◆ **TASK DETAILS**:
Write the records out again, precisely as they stand.

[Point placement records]
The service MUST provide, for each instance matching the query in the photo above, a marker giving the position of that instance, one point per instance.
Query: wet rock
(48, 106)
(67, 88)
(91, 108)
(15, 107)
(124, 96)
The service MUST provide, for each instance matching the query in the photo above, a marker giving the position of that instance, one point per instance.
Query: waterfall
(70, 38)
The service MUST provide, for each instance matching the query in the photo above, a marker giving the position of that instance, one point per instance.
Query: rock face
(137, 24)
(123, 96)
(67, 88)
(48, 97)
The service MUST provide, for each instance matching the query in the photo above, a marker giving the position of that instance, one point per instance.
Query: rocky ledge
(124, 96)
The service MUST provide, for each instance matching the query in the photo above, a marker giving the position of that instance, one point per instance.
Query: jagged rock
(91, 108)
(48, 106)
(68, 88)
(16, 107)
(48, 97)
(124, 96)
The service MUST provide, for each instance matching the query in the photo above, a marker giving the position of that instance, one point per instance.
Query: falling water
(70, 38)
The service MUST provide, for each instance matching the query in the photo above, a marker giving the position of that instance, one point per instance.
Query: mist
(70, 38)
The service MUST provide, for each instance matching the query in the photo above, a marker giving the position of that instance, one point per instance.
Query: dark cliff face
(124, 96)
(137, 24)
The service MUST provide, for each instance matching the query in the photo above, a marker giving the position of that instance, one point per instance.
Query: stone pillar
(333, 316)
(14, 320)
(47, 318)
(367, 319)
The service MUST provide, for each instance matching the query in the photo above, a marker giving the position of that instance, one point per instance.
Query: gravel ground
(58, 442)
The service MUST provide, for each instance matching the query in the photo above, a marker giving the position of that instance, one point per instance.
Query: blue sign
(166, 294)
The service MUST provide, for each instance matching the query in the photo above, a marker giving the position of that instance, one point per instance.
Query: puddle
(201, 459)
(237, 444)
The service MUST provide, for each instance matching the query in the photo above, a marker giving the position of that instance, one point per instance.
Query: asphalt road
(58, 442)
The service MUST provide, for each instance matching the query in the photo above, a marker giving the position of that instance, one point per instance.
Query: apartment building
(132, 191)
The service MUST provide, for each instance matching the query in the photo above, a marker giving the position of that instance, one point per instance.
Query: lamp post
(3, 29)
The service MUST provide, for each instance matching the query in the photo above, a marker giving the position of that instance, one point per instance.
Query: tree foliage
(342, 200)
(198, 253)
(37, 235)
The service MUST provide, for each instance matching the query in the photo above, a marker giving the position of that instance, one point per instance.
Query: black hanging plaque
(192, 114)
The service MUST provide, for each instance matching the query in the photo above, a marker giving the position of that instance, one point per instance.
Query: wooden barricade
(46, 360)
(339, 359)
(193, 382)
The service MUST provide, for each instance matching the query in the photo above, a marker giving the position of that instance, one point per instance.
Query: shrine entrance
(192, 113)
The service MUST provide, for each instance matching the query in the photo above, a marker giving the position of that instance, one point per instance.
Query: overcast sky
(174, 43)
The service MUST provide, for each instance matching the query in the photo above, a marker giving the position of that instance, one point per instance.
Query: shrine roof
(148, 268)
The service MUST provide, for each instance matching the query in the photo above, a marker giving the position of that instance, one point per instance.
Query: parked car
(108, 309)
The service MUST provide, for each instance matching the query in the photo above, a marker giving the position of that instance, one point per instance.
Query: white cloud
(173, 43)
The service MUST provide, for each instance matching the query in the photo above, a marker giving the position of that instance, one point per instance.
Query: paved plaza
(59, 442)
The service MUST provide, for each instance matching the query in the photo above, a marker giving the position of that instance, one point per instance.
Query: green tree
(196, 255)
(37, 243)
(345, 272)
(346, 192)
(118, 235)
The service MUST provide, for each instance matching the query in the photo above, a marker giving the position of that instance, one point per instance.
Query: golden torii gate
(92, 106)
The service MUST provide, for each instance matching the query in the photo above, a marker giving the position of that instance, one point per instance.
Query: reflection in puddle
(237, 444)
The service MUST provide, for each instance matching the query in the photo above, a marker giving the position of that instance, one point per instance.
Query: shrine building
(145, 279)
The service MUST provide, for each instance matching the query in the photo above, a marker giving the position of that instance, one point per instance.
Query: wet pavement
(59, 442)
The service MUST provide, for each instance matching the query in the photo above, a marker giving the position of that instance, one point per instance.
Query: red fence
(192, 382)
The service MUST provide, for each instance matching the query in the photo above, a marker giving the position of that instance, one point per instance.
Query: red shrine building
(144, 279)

◆ **EXPECTED ANSWER**:
The service MUST provide, for each instance matching the query in the photo above, a marker giving the position of that instance, one point per instance.
Query: wet rock
(48, 106)
(67, 88)
(91, 108)
(15, 107)
(124, 96)
The service MUST provide, for each instance matching the query in the photo above, a marker giving the position of that instance, one point per instance.
Query: waterfall
(70, 38)
The service MUST provide, for each instance matching the query in the photo above, a marker giving the position of that instance, one point per instance.
Query: rock face
(137, 24)
(123, 96)
(67, 88)
(48, 97)
The service MUST provide, for each instance matching the query in the photo above, a marker giving the position of that instance, one point per instance.
Query: rocky ledge
(124, 96)
The service MUST provide, for each instance matching the query in the photo above, a marker giving the position of that instance, one point per instance.
Query: jagged rock
(91, 108)
(48, 106)
(68, 88)
(16, 107)
(48, 97)
(124, 96)
The service MUST provide, for each instance matching the query in the photo above, a marker giving the position of that instance, one point per instance.
Query: falling water
(70, 38)
The service MUST provide, for each instance matching the query in the photo above, a marker giving the position of that instance, one point per instance.
Query: mist
(70, 38)
The service MUST provide, for each instance matching the query in the photo above, a marker giving the position of that instance, one point per instance.
Query: dark cliff face
(124, 96)
(137, 24)
The service MUST provide, for each instance matching the query in the photo above, a marker giving the position of that instance, one point per instance.
Query: stone pillar
(333, 316)
(14, 320)
(47, 318)
(367, 319)
The service MUST provide, for each instance matching the query in the photo above, a marker giving the position of that instance, one point per instance.
Query: gravel ground
(58, 442)
The service MUST provide, for each instance matching the query in the photo above, a marker giving the position of that instance, one point per instance.
Query: blue sign
(166, 294)
The service MUST provide, for each instance matching the query in the photo above, a marker giving the position of that instance, one point per instance.
Query: puddle
(201, 459)
(237, 444)
The service MUST provide, for each instance matching the query in the photo above, a marker giving the position of that instance, one point per instance.
Query: asphalt road
(58, 442)
The service MUST provide, for each instance matching the query in the photo above, a marker giving the position of that instance, one point per instance.
Query: apartment building
(132, 191)
The service MUST provide, for each instance matching the query in the photo above, a marker giving the position of that instance, one point per instance.
Query: lamp post
(3, 29)
The service MUST provide, for each instance matching the query in the photo above, a marker giving the position of that instance, one point per instance.
Query: tree foliage
(342, 200)
(198, 253)
(37, 235)
The service MUST provide, for each instance matching the query in the photo above, a marker giving the position of that instance, one point per instance.
Query: black hanging plaque
(192, 114)
The service MUST provide, for each instance matching the query in the photo above, a marker giving the position of that instance, one point per instance.
Query: wooden barricade
(46, 360)
(339, 359)
(193, 382)
The service MUST provide, for each instance matching the query in the photo above, a marker giving the position of that instance, one point per instance.
Query: shrine entrance
(192, 113)
The service MUST provide, for each instance matching the query in the photo above, a marker giving the position of that instance, one point per instance.
Query: overcast sky
(174, 43)
The service MUST provide, for each instance matching the query in the photo above, a marker giving the position of that instance, one point per instance.
Query: shrine roof
(148, 268)
The service MUST provide, for each instance matching the query in the photo above, a marker giving the position of that instance, one point per instance.
Query: parked car
(108, 309)
The service MUST provide, for each instance matching the query in the photo above, a marker giving the position of that instance, one point per instance.
Query: white cloud
(173, 43)
The service MUST provide, for each instance matching the query in the photo above, a marker giving the position of that instance, one point per instance.
Query: paved plaza
(59, 442)
The service MUST provide, for each instance matching the query in the photo above, a marker giving the position of that instance, one point per instance.
Query: green tree
(196, 255)
(37, 243)
(345, 272)
(346, 192)
(118, 235)
The service MUST provide, for each instance matching the query in the photo above, a marker giving the position of that instance, one point per instance.
Query: golden torii gate
(92, 106)
The service MUST provide, for each instance matching the query in the photo above, a marker giving the position of that instance, one point per instance.
Query: reflection in puddle
(237, 444)
The service MUST provide, for each instance matching the query in the photo above, a marker giving the position of that instance, one point per instance.
Query: shrine building
(145, 279)
The service MUST provide, for each instance matching the query in the photo above, a marker giving the position of that instance, one point per instance.
Query: wet pavement
(59, 442)
The service MUST provide, for each instance matching the query in the photo above, a marker giving the position of that instance, one point per instance.
Query: red fence
(192, 382)
The service MUST provide, for each instance matching the query in the photo above, a marker giving the position of that instance, one point per instance.
Query: red shrine building
(144, 279)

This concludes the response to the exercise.